---------- MATERIAL PROVIDED

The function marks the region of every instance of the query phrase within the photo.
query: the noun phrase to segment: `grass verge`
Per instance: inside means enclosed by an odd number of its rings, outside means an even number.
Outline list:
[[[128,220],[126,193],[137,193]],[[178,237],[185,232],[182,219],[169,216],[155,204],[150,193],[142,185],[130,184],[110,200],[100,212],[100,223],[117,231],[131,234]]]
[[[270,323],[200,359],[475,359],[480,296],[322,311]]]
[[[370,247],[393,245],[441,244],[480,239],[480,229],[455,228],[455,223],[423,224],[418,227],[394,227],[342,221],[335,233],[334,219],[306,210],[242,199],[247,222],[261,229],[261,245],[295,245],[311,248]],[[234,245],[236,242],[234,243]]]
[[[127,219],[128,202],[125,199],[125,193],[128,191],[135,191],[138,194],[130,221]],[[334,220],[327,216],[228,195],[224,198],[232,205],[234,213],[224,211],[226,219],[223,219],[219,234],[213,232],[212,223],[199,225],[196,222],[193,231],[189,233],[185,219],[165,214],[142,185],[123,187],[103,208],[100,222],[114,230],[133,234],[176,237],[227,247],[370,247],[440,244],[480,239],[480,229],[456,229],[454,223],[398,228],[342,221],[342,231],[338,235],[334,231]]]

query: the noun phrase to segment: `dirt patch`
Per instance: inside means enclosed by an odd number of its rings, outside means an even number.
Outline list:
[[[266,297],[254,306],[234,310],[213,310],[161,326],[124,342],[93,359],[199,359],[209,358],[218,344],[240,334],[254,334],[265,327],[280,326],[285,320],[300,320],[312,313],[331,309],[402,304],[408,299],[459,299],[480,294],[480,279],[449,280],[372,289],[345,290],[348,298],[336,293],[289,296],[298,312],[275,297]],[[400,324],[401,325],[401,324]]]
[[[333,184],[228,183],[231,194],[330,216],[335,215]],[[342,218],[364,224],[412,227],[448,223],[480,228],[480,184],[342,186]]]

--------------------

*YOUR TASK:* Search the data above and return each line in which "phrase" occurs.

*EXERCISE SOLUTION:*
The function marks the region of every instance of the query phrase within the photo.
query: the noun phrase to segment: `grass verge`
query: the noun phrase to segment: `dirt patch`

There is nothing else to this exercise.